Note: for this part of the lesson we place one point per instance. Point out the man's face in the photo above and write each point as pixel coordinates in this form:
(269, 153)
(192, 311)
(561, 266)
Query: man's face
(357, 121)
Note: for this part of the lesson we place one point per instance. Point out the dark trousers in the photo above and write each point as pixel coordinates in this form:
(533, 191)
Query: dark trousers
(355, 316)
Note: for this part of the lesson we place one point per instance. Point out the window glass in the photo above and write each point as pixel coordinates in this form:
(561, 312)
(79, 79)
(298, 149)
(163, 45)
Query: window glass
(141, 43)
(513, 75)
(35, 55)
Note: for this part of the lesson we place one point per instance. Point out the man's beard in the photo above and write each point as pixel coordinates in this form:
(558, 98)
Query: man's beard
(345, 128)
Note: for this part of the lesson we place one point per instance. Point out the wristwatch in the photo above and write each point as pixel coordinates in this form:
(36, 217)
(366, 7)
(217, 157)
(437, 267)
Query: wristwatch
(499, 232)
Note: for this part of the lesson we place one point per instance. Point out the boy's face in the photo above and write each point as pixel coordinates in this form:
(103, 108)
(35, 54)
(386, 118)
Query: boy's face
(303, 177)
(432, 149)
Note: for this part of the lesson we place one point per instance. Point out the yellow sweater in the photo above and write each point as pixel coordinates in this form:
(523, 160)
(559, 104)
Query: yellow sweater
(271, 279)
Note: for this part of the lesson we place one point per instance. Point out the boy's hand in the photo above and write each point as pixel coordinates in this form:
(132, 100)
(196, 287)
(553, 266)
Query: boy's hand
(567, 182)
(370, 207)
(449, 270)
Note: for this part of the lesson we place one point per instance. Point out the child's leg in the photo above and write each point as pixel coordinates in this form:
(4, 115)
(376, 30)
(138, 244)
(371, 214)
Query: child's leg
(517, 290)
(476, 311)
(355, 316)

→ **AIM OF THE EXERCISE**
Output the records above exactly as written.

→ **ANSWER TO THIS PROBLEM**
Note: for this part of the lesson we place one point per instance. Point out the man's face in the photo above and write each point as pixel coordinates in this form:
(269, 153)
(192, 311)
(561, 266)
Query: man's face
(357, 121)
Note: for this part of the lesson we place one point per instance. Point out the dark trousers in the photo above and write each point as pixel coordinates in this form:
(533, 191)
Query: dark trousers
(355, 316)
Note: for this part of the lesson we place one point per instance. Point out the window glass in the photo above and write each point as pixel coordinates in this form:
(561, 312)
(79, 79)
(298, 149)
(163, 45)
Query: window glass
(141, 43)
(513, 75)
(35, 55)
Note: for this part of the lesson we place one point per instance. Point out the man's beard in the photo above and write each point as pixel coordinates in this form:
(558, 98)
Query: man's beard
(345, 128)
Note: for this part of the lesson we place one point per instance. Point out the wristwatch in the photo above and write each point as pixel coordinates in this form:
(36, 217)
(366, 7)
(217, 157)
(437, 267)
Query: wristwatch
(499, 232)
Note: for this part of the lesson we place one point per instance. Point out the boy's face in the photo above and write each point as pixel coordinates in this form:
(103, 108)
(35, 54)
(386, 118)
Query: boy's face
(303, 177)
(432, 149)
Note: for this part of the lesson we place one point per instance. Point out the yellow sweater in the photo above and write each point as pixel coordinates in this form:
(523, 160)
(559, 104)
Query: yellow sweater
(271, 279)
Note: for this part of the lesson we place one point per instance. Point out the boy's hand in the photo above and write each point as pixel coordinates in this form:
(132, 100)
(196, 287)
(553, 266)
Query: boy's hand
(567, 182)
(370, 207)
(449, 270)
Note: for this part of the lesson we place one point per instance. Point out the child's leg in the photo above and write each point as pixel coordinates in this form:
(4, 115)
(376, 30)
(138, 244)
(371, 214)
Query: child's leg
(517, 290)
(476, 311)
(355, 316)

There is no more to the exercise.